#### [EXERCISE REQUIREMENTS]
Please repeat the data below between the lines holding "Would you mind pointing out the squirrel" and "Target: squirrel head", inclusive, substituting "squirrel tail" for "squirrel head" and leaving everything else unchanged.
===== PROVIDED INFORMATION
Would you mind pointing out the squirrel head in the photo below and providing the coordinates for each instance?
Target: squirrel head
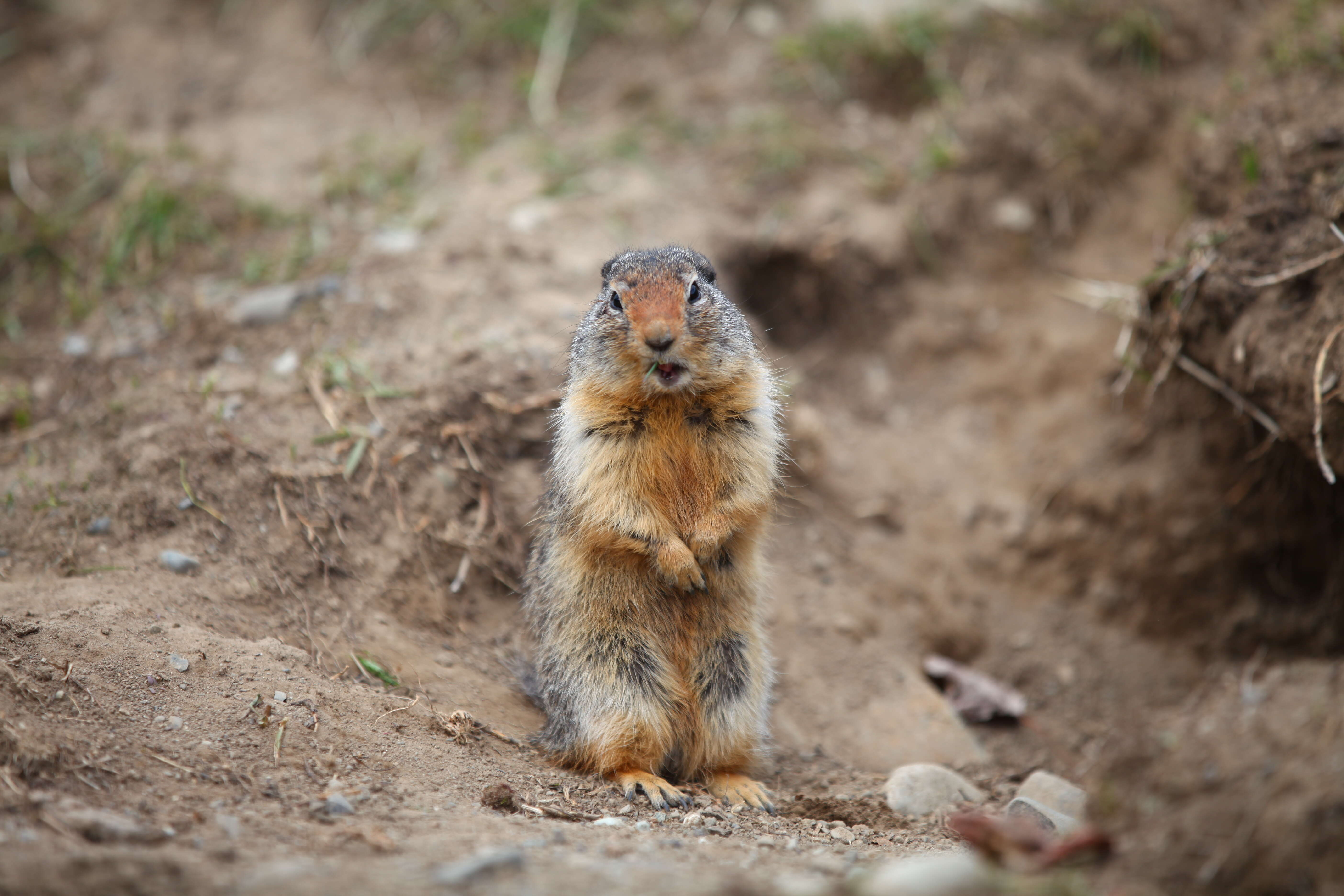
==========
===== PROVIDED INFORMATION
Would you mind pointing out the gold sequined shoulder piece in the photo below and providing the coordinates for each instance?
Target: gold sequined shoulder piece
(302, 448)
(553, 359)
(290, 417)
==========
===== PROVIDED INFORMATION
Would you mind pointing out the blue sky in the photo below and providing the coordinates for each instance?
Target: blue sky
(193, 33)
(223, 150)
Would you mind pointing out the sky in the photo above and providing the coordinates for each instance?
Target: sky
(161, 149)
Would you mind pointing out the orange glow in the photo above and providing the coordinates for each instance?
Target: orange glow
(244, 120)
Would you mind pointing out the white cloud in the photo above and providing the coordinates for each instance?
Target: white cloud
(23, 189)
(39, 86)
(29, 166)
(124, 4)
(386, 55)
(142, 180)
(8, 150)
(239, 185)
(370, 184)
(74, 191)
==========
#### [TASK ANSWER]
Would you mind pointing out the squirrel tail in the photo below and providing the coordinates for each instance?
Target: squirrel tail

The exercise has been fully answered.